> Exercise instructions: Print only the lines below, from the very first to the one containing "barber cape, once", exactly as they stand. Do not print pictures.

+++ Extracted data +++

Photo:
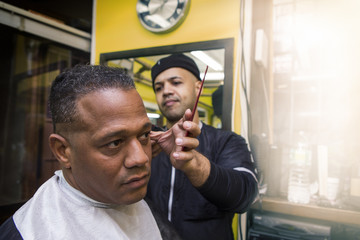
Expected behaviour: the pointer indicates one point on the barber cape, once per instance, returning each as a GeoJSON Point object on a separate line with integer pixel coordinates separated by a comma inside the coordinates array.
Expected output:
{"type": "Point", "coordinates": [59, 211]}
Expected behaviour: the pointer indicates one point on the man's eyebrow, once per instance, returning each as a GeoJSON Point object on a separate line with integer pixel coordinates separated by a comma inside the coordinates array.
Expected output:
{"type": "Point", "coordinates": [124, 132]}
{"type": "Point", "coordinates": [168, 79]}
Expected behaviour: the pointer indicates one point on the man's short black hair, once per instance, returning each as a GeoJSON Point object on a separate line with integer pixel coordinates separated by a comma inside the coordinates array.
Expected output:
{"type": "Point", "coordinates": [74, 83]}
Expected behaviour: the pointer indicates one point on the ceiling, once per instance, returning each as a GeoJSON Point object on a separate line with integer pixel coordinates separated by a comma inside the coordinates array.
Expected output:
{"type": "Point", "coordinates": [77, 14]}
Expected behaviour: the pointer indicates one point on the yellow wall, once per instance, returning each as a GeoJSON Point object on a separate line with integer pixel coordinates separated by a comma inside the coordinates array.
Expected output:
{"type": "Point", "coordinates": [117, 28]}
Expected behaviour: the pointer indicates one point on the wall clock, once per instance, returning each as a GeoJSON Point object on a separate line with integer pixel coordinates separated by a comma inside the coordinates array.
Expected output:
{"type": "Point", "coordinates": [162, 15]}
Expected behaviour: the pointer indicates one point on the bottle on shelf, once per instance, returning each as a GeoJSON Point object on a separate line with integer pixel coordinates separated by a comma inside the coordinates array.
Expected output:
{"type": "Point", "coordinates": [299, 174]}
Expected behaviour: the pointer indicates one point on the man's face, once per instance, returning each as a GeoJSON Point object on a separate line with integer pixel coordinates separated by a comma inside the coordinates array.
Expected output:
{"type": "Point", "coordinates": [176, 90]}
{"type": "Point", "coordinates": [110, 153]}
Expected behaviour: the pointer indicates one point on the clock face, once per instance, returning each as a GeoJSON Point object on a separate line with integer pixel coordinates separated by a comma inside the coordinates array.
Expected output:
{"type": "Point", "coordinates": [162, 15]}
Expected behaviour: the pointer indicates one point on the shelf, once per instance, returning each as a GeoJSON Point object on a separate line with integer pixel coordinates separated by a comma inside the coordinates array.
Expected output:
{"type": "Point", "coordinates": [309, 211]}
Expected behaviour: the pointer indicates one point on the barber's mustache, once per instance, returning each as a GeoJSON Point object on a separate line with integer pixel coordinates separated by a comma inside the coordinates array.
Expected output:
{"type": "Point", "coordinates": [168, 99]}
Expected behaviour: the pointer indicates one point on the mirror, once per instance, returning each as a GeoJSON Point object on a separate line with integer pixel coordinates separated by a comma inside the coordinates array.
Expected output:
{"type": "Point", "coordinates": [214, 107]}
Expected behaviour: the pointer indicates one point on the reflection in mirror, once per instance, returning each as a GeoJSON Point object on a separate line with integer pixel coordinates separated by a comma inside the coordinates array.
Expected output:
{"type": "Point", "coordinates": [138, 64]}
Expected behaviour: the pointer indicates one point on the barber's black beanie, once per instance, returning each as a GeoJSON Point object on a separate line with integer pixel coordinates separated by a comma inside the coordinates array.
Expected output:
{"type": "Point", "coordinates": [175, 60]}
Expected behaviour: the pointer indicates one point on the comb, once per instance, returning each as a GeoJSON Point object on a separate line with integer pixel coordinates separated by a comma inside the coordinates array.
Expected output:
{"type": "Point", "coordinates": [197, 100]}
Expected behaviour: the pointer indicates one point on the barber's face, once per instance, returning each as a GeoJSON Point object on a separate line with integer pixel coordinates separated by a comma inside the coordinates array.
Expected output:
{"type": "Point", "coordinates": [176, 90]}
{"type": "Point", "coordinates": [110, 154]}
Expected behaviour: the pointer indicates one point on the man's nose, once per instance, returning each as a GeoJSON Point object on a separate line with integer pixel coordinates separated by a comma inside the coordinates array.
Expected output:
{"type": "Point", "coordinates": [167, 89]}
{"type": "Point", "coordinates": [136, 155]}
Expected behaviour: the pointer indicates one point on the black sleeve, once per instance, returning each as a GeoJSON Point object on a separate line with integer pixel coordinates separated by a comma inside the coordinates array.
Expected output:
{"type": "Point", "coordinates": [229, 189]}
{"type": "Point", "coordinates": [166, 228]}
{"type": "Point", "coordinates": [8, 230]}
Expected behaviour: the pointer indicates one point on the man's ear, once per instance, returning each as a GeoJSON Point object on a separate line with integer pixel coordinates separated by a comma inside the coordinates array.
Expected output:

+++

> The answer:
Photo:
Expected behaviour: the pointer indicates one point on the barber cape, once per instance, returning each as a GeoJSON Point object on a separate line with integer pixel coordinates separated by a comma inside the coordinates array.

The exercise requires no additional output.